Task:
Which lines of the listing below contain the word "with"? Report each such line in full, treating uppercase and lowercase as different.

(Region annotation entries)
+---+

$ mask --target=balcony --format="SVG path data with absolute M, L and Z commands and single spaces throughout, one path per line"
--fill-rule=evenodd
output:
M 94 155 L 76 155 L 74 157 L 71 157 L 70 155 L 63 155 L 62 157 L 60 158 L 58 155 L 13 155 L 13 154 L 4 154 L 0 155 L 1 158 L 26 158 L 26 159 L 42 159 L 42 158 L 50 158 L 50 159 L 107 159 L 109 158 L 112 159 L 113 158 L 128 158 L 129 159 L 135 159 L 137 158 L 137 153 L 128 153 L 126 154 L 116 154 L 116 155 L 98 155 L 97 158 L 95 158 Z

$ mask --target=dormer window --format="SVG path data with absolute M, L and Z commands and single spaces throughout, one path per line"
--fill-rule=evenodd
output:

+---+

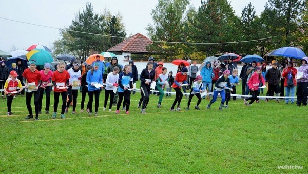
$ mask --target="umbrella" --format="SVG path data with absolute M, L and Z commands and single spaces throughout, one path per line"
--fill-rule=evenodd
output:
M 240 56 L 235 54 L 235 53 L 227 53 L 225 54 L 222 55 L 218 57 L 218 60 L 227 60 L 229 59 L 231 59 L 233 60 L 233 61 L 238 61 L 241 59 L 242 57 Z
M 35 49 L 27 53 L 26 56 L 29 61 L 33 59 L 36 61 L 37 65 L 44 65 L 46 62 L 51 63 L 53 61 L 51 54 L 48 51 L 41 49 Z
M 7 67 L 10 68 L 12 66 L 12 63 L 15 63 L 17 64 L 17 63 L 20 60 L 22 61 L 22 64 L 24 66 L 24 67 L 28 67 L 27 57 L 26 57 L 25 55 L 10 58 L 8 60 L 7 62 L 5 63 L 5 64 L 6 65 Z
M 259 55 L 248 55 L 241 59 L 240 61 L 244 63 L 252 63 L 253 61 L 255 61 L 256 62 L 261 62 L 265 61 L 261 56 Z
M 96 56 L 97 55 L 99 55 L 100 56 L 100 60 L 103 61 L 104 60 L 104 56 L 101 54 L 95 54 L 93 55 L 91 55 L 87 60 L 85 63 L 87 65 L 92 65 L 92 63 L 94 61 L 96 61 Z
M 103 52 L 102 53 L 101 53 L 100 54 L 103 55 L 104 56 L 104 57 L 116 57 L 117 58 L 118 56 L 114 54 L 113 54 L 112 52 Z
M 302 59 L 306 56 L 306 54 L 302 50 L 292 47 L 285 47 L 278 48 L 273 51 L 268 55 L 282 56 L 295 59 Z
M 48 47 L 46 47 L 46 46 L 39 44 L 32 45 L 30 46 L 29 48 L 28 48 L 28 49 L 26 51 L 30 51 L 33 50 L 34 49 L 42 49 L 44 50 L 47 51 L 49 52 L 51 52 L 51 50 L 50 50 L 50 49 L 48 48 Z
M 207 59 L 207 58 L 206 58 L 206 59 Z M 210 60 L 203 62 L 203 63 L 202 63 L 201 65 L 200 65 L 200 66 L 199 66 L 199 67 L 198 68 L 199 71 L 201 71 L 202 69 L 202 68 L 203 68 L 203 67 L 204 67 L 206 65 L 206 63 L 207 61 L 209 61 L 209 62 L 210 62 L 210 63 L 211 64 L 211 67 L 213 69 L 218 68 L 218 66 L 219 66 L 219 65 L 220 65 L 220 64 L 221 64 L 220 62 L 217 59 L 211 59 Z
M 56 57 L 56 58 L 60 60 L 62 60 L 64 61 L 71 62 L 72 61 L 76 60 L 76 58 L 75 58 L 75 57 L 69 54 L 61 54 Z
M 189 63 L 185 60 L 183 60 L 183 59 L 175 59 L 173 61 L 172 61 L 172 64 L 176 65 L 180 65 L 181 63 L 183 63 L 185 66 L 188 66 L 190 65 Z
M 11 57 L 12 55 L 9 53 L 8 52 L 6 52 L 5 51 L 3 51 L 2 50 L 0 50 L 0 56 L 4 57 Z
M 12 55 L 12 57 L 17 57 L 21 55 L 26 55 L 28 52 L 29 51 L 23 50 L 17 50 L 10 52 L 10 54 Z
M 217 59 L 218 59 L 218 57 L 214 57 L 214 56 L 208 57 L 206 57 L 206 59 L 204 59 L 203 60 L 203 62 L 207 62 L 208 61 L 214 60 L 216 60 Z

+---+

Output of the task:
$ mask --target=balcony --format="SVG path data with absolute M, L and Z commands and single spaces throughout, one path per line"
$ mask --target=dormer window --format="SVG path data with absolute M, L and Z commands and single spaces throughout, one path per line"
$ mask --target="umbrella" --format="SVG path data with absolute M, L and Z commands and single spaces throughout, one path per line"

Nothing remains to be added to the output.